What is needed here is every entry, retyped exactly.

+++ Material for this task

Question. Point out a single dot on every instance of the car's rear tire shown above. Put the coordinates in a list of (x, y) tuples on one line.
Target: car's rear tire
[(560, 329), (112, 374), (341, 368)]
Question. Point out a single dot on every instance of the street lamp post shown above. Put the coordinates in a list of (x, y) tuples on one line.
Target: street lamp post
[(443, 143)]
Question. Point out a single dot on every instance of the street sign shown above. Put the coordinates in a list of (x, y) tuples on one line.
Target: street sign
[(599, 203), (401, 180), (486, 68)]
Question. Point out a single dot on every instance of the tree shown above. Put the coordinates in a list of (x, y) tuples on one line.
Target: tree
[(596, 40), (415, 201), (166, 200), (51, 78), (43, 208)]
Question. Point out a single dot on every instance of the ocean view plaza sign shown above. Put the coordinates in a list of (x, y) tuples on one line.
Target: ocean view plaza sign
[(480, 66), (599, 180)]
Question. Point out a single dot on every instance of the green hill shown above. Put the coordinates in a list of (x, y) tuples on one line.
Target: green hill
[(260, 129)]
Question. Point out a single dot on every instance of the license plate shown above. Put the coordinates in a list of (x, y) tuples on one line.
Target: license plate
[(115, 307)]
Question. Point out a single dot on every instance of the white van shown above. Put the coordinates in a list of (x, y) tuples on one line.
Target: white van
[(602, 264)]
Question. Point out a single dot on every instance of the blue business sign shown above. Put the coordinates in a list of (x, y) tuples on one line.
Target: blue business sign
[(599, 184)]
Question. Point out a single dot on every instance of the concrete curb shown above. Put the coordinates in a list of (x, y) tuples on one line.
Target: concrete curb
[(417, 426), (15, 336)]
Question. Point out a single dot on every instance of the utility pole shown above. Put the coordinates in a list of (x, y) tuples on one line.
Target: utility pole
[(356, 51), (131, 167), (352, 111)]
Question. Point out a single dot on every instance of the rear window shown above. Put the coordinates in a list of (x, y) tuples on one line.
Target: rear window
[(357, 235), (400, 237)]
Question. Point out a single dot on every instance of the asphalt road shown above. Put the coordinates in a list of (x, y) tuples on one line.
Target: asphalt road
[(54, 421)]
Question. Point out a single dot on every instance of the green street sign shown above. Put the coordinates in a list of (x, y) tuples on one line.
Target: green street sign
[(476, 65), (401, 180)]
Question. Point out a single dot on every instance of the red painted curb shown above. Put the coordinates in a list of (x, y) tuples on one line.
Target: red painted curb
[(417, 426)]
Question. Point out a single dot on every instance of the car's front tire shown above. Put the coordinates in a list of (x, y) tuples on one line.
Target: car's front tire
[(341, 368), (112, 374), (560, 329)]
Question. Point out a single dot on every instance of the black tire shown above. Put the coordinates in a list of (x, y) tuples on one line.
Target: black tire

++++++

■ **Finished task**
Question. Point out a single dot on every instance of the car's rear tire shown above. Put the coordinates in a list of (x, y) tuples on one line.
Target: car's rear tire
[(560, 329), (112, 374), (341, 368)]
Question. Point out a single dot on every instance of the street lamp post shown above. Put the coordinates in a list of (x, y) tuples on one line.
Target: street lamp post
[(443, 143)]
Question. Point out a single dot on every instance of the street sign shown above. Put the coordinates in a list of (x, y) tuples on one line.
Target: street sign
[(599, 203), (401, 180), (486, 68)]
Question. Point out a single dot on every instance of the tree shown above. Put the coordinates in a list of (x, y) tuples on one line.
Target: tree
[(596, 40), (415, 201), (166, 200), (51, 78), (43, 208)]
Question. Point out a single dot on every instance of the ocean view plaza sign shown above. Put the coordinates in a list of (x, y) tuples on one line.
Target: ocean view plaza sign
[(480, 66), (599, 180)]
Question. Point out a single dot on every instance of the green hill shown above. Put the coordinates in a list of (x, y) tuples on one line.
Target: green hill
[(260, 129)]
Question. Point out a single dot on every instance of the license plate shown above. Put the coordinates in a list of (x, y) tuples on one line.
Target: license plate
[(115, 307)]
Question. Point out a single dot on every instance of the white van shown above. Put the coordinates in a list of (x, y) tuples on one line.
Target: white van
[(602, 264)]
Question. Point out a single dot on every instance of the blue business sign shown above. Put the coordinates in a list of (x, y) tuples on one line.
Target: blue business sign
[(599, 184)]
Question. Point out a single dot on every instance of the concrete curb shown above. Put the coordinates in a list of (x, y) tuples on one line.
Target: concrete curb
[(417, 426), (15, 336)]
Question. Point out a single dot on every instance of the utility pole shown above. Put the coordinates in a list of (x, y) tuples on one line.
Target: utility pole
[(356, 51), (131, 167), (352, 111)]
Question. Point out a single dot on every instance of the rear window shown above. Put the coordinates in a list of (x, y) tuples on one line.
Target: rear window
[(357, 235), (400, 237)]
Question. Point out a single dot on every instance of the asphalt road shown above. Put the coordinates in a list of (x, y) tuples on one line.
Target: asphalt road
[(54, 421)]
Question. Point out a single dot on every instance of the green street sign shown above. Put the coordinates in a list of (x, y) tuples on one line.
Target: green street sign
[(476, 65), (401, 180)]
Question. Point out a single dot on every instance of the red painted curb shown above. Put the coordinates in a list of (x, y) tuples on one line.
Target: red painted curb
[(417, 426)]
Question. Point out a single dot on every instance of the car's front tire shown above. Put the coordinates in a list of (x, y) tuples on one line.
Target: car's front tire
[(341, 368), (112, 374), (560, 329)]
Question. Point out a single dot on every instance of the black tire shown above. Put the coordinates in a list of (x, y) tuples on one line.
Target: black tire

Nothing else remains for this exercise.